[Input data]
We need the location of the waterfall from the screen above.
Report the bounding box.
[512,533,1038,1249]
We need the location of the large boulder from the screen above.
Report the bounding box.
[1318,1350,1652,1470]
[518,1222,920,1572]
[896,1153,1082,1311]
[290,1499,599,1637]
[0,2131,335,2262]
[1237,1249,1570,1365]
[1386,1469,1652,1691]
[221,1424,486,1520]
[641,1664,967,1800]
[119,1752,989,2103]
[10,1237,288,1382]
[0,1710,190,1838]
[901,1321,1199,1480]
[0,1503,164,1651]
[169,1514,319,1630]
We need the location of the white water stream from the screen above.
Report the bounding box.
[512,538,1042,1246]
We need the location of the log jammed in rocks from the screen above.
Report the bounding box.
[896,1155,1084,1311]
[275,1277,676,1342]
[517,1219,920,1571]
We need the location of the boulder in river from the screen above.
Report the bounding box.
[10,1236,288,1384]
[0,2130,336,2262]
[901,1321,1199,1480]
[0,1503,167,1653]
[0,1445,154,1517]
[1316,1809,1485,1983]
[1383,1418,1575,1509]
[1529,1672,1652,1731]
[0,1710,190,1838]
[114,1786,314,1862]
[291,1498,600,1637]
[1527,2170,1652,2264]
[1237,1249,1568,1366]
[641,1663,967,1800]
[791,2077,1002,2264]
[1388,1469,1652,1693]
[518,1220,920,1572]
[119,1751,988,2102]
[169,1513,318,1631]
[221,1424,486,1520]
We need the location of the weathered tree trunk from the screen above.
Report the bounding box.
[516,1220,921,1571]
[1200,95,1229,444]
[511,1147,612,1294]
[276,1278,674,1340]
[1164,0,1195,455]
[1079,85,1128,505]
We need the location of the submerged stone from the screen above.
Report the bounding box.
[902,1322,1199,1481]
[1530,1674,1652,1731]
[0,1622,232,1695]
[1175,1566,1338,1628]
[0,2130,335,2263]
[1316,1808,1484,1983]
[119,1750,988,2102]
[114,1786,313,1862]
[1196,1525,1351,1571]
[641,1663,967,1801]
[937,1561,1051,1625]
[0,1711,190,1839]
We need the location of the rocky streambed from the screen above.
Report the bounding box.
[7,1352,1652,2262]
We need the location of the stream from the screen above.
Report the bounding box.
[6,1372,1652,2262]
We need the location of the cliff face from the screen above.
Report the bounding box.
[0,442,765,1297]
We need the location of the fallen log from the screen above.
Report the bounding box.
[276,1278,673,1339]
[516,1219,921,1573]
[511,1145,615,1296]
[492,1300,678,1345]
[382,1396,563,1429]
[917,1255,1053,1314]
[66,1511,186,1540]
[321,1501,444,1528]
[/Input data]
**Prompt:** Scan the records above for the word "boulder" and return every line where it occurs.

**Answer section:**
We need the location of the large boulder from the screen above.
We need the location of the boulder in river from the screen above.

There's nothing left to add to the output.